[sdiy] ADC filtering (was Re: A/D converter with good accuracy for a reasonable price?)

[Scott Gravenhorst]

dan snazelle <subjectivity at hotmail.com> wrote:
>could anyone point me to a (maybe in C) code example of how this would work?
>or just some more info?
>
>would it be sort of like putting using a FOR statement to let it 
>read 4 values, then average them? (do you use the un-averaged AND 
>averaged readings? or do you throw out the first four? 
>
>thanks

For a moving sample filter of size 4, you will start with an array like a[4] filled initially with
zeroes.  You use that as a ring buffer and each sample time compute the new average as:

Out=(a[0]+a[1]+a[2]+a[3])/4;

Note that divide by 4 can be done with 2 right shifts.  You maintain a modulo 4 update pointer so
that it simply wraps and always destroys the oldest value to insert the newest value.  The update
pointer is incremented each sample time.

The value Out is what you use as a "cleaned up" or filtered sample.

[Data excerpt]
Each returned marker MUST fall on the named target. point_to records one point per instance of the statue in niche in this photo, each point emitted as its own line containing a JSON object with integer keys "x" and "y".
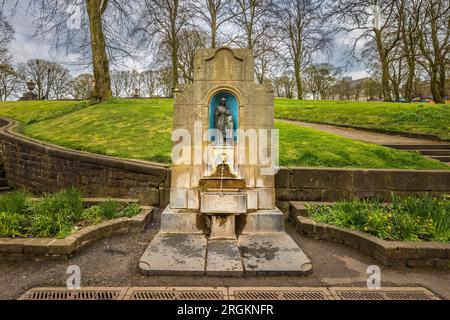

[Tasks to perform]
a) For the ADC filtering post, state whether each of the following agrees with it, answering yes or no and quoting the deciding words: (i) the array used as a ring buffer starts out filled with zeroes; (ii) the divide by 4 can be done with two left shifts; (iii) the update pointer is incremented each sample time.
b) Reproduce the part of the ADC filtering post that begins at the words "[sdiy] ADC filtering" and stops after "the first four?", swapping "values" for "samples".
c) Extend the ADC filtering post past its last sentence.
The listing bears no relation to the ADC filtering post.

[Answers by task]
a)
(i) Yes: "filled initially with zeroes"
(ii) No: "divide by 4 can be done with 2 right shifts"
(iii) Yes: "The update pointer is incremented each sample time."

b)
[sdiy] ADC filtering (was Re: A/D converter with good accuracy for a reasonable price?)

[Scott Gravenhorst]

dan snazelle <subjectivity at hotmail.com> wrote:
>could anyone point me to a (maybe in C) code example of how this would work?
>or just some more info?
>
>would it be sort of like putting using a FOR statement to let it 
>read 4 samples, then average them? (do you use the un-averaged AND 
>averaged readings? or do you throw out the first four?

c)
>
>On May 6, 2011, at 5:53 PM, Tom Wiltshire wrote:
>
>> 
>> On 6 May 2011, at 00:43, Scott Gravenhorst wrote:
>> 
>>> jon schatz <jon at divisionbyzero.com> wrote:
>>>> On 5/5/2011 3:02 PM, Scott Gravenhorst wrote:
>>>> 
>>>>> If you are averaging (for example) four ADC readings, you collect them,
>>>>> add them together and divide by four (or right shift by 2 bits).
>>>> 
>>>> you can also do some exponential filtering:
>>>> 
>>>> newResult = ( prevResult * (n-1) + curAdcReading) / n;
>>>> 
>>>> which has the advantage of giving you a new result every cycle instead 
>>>> of every n cycles (which the above averaging would do). it also means 
>>>> that you'll never get a change greater than 1/n * resolution which can 
>>>> be a good thing for reducing noise but a bad thing if you want to track 
>>>> sharp changes.
>>> 
>>> Yeah, I was thinking that too after I hit send.  The filter is a single pole lowpass
>>> IIR filter and is analogous to a simple RC lowpass filter.  The higher the value of n,
>>> the lower the "bandwidth" of the filter, that is more suppression of noise at higher
>>> frequencies.  So it really depends on what you need from the sample stream.  I think
>>> that for reading the value off of pots, the exponential filter method can be nicely
>>> advantageous, and as Jon points out, there is a loss of slew rate, but for pots, how
>>> fast can you turn them anyway?  
>>> 
>>> -- ScottG
>> 
>> 
>> +1 for averaging as a useful technique for microcontroller on-chip ADCs.
>> 
>> I like to store the past values (say the last 16) and a running 
>total. Then you can get a higher resolution averaged value (e.g.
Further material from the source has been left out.